## START
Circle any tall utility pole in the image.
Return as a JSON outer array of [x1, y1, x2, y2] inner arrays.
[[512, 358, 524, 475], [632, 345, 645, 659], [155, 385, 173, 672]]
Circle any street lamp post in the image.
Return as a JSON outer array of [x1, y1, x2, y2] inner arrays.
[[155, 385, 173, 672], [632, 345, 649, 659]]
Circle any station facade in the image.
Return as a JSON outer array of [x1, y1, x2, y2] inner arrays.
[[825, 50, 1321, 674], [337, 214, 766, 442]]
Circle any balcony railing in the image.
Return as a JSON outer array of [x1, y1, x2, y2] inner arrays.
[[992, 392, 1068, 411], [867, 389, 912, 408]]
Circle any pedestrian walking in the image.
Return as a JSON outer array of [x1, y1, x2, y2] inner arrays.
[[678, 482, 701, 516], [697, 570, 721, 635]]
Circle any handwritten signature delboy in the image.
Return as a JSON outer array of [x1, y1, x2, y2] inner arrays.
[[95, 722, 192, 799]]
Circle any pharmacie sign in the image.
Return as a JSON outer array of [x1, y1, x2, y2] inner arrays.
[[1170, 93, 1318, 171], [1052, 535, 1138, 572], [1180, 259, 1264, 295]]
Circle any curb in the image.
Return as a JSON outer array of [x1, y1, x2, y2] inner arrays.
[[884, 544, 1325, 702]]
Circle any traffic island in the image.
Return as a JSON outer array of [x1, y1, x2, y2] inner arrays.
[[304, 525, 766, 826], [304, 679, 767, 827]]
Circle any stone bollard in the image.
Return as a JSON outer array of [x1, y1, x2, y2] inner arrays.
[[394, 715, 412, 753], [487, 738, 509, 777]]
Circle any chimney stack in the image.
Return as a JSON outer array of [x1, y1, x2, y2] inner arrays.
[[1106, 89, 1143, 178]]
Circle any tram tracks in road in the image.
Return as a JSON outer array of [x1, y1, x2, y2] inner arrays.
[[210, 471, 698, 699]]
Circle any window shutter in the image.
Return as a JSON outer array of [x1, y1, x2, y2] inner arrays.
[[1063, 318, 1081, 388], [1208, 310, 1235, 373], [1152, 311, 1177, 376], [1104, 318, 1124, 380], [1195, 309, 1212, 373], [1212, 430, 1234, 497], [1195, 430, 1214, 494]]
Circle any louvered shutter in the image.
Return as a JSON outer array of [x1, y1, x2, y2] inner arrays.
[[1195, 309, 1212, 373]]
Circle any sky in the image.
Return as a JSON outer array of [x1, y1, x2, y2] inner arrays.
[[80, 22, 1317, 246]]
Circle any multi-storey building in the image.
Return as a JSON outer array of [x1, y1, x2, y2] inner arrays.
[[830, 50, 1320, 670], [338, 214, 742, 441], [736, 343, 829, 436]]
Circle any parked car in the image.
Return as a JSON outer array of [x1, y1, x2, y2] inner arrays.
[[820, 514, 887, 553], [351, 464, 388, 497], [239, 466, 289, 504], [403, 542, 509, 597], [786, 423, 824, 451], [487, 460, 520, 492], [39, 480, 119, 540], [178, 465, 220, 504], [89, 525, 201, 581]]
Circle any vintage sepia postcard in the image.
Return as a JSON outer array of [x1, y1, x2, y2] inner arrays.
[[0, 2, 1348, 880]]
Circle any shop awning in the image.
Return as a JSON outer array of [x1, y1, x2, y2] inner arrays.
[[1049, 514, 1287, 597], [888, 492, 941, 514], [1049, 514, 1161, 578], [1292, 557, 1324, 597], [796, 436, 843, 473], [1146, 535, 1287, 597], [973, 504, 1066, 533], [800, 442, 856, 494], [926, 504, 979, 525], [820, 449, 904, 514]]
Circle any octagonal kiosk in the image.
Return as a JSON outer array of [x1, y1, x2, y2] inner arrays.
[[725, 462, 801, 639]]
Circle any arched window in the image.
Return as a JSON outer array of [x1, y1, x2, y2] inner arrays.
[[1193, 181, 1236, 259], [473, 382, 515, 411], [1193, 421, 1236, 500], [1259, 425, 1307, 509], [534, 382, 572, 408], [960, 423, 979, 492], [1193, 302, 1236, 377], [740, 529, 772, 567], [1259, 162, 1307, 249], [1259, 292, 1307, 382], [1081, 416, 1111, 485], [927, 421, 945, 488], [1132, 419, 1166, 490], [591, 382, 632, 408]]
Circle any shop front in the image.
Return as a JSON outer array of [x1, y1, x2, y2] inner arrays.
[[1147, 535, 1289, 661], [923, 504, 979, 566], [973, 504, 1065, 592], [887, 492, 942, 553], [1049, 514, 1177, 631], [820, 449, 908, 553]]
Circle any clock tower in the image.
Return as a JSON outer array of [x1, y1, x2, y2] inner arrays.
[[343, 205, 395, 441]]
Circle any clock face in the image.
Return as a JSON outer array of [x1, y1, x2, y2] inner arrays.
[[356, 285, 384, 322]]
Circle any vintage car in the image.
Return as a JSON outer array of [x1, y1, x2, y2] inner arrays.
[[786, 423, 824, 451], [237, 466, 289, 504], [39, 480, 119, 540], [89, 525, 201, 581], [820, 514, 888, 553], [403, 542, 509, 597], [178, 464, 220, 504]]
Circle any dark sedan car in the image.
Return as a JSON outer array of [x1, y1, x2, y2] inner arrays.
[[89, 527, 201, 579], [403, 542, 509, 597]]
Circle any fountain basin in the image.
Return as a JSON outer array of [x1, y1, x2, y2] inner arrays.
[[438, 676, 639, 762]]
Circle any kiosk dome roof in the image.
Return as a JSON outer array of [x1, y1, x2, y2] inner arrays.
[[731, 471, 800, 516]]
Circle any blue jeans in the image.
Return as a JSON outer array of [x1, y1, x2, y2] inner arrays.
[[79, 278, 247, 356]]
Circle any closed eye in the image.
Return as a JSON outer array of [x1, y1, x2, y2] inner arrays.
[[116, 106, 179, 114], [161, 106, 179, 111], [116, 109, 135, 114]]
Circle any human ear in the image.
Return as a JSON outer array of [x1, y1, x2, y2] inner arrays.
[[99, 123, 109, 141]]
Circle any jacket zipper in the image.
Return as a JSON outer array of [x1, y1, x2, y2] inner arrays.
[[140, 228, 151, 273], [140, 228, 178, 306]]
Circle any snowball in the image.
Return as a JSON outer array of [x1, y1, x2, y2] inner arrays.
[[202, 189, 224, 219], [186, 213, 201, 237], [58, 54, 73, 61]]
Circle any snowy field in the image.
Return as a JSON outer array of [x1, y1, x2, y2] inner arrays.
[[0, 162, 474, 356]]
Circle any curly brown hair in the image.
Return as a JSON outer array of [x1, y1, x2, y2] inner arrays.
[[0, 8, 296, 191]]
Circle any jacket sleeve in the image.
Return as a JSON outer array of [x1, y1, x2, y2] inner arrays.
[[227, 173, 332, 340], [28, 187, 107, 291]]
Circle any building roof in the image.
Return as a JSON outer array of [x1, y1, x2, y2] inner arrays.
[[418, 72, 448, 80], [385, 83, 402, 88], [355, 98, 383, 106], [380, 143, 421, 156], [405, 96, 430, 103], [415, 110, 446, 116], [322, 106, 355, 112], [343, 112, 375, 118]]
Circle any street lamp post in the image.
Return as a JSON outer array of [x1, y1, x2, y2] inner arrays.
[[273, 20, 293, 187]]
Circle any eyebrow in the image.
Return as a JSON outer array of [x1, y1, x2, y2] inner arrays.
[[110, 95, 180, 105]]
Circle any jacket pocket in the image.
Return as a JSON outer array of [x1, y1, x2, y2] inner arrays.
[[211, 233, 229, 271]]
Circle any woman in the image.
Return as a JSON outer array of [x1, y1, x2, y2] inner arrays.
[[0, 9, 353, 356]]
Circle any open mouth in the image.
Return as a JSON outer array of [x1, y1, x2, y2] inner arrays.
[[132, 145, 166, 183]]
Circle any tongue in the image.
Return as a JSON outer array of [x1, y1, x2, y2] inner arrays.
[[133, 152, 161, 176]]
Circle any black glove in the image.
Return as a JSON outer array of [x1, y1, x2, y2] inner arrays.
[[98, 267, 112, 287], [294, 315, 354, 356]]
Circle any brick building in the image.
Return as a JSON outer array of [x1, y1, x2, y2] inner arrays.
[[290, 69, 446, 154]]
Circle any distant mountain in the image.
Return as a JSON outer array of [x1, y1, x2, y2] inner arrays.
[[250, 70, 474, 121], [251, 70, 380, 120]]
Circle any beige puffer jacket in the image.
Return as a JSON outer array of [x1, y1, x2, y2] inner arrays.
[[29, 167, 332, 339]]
## END
» **To do**
Turn the material, from its first line through the line containing "[[825, 50, 1321, 674], [337, 214, 766, 442]]", into a Markdown table with the columns Row and Line, one numbered row per line and blank lines omitted.

» **Answer to the task**
| Row | Line |
|---|---|
| 1 | Circle any tall utility pole in the image. |
| 2 | Return as a JSON outer array of [x1, y1, x2, y2] inner arrays. |
| 3 | [[512, 358, 524, 475], [632, 345, 645, 659], [155, 385, 173, 672]] |
| 4 | Circle any street lamp post in the image. |
| 5 | Return as a JSON outer array of [x1, y1, x2, y2] inner arrays. |
| 6 | [[155, 385, 173, 672], [632, 345, 649, 659]] |
| 7 | Circle any station facade in the image. |
| 8 | Return as a JSON outer array of [x1, y1, x2, y2] inner arrays. |
| 9 | [[825, 50, 1321, 674], [337, 214, 766, 442]] |